→ Document passage
My mind is a swirl of memories as I sit here and try to decide what to write about my dad and what to leave out. How to reconcile this part of my dad with that part of him. And then I think about how we all are both parts - the good and the not so good.
My earliest memory of my dad is of him coming to see me in the hospital when I was 5. A combination of too much sun and my sister feeding me toxic plants landed me in the hospital for a bit. My dad came on his lunch break to read me a story. I remember that we each sat on a separate chair. I wanted to sit on his lap but didn't tell him that.
My dad brought us each a treat every Thursday when he picked up the groceries on the way home from work....when we were too little to read we got candy on grocery day and eventually we graduated to getting our own comic book. We had stacks of comics several feet high. Even after our family's grocery habits changed from mom phoning in a grocery order and my dad picking it up to my mom going to town on Thursdays to shop at a chain store my dad still picked up comics for us.
When I got my first bra my dad and I happened to meet in the hallway of our home. He stopped and looked me in the eye and I felt like he was acknowledging without speaking that I was on the edge of womanhood. I felt very affirmed.
My dad loves words - loves to read them - loves to know the meaning of them all. He is one of few people I know who consistently scores close to 100% doing the Word Power section of the Reader's Digest. He just has a hard time speaking words from his heart.

→ Your tasks
1. In the essay about the writer's father, which section of the Reader's Digest does the father consistently score close to 100% on?
2. Retype the part of the essay about the writer's father that begins at the words "My dad loves" and stops after "from his heart.".

→ Study material
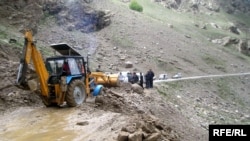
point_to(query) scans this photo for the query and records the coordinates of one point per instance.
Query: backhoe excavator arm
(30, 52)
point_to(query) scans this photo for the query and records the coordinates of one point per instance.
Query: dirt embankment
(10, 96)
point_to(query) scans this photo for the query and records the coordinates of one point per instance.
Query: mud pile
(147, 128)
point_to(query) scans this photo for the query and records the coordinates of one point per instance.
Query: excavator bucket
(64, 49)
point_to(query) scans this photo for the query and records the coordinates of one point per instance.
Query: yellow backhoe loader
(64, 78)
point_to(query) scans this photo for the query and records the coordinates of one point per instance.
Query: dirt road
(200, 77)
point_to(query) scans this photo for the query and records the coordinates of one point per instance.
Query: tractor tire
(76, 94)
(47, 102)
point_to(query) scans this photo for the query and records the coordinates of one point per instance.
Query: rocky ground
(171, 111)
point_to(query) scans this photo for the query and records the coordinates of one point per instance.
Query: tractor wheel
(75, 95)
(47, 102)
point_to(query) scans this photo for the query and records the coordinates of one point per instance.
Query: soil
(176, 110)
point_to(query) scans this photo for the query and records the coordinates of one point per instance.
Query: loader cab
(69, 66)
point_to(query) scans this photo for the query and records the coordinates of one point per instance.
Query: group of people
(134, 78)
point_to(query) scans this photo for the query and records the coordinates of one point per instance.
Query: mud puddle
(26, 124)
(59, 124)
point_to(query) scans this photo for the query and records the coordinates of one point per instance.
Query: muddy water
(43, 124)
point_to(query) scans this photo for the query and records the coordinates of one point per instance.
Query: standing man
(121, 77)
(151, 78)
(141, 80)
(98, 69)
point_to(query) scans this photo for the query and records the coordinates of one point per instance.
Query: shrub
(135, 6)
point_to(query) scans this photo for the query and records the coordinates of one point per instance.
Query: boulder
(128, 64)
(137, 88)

...

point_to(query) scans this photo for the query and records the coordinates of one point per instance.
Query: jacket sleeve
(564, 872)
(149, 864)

--

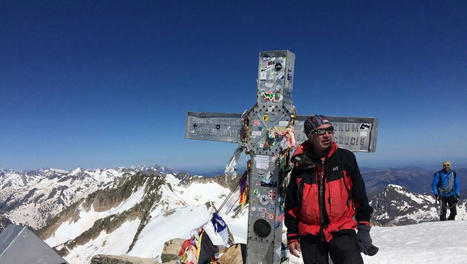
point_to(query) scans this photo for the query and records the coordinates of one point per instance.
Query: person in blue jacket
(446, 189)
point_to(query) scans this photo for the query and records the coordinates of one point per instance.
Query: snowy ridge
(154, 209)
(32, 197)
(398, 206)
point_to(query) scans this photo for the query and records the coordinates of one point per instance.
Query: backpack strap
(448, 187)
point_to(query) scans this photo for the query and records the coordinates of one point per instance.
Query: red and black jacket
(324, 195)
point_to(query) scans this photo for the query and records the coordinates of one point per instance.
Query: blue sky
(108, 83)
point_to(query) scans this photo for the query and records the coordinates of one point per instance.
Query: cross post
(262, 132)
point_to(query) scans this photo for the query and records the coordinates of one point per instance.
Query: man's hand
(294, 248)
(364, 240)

→ Responses per task
1. The Word Power section

2.
My dad loves words - loves to read them - loves to know the meaning of them all. He is one of few people I know who consistently scores close to 100% doing the Word Power section of the Reader's Digest. He just has a hard time speaking words from his heart.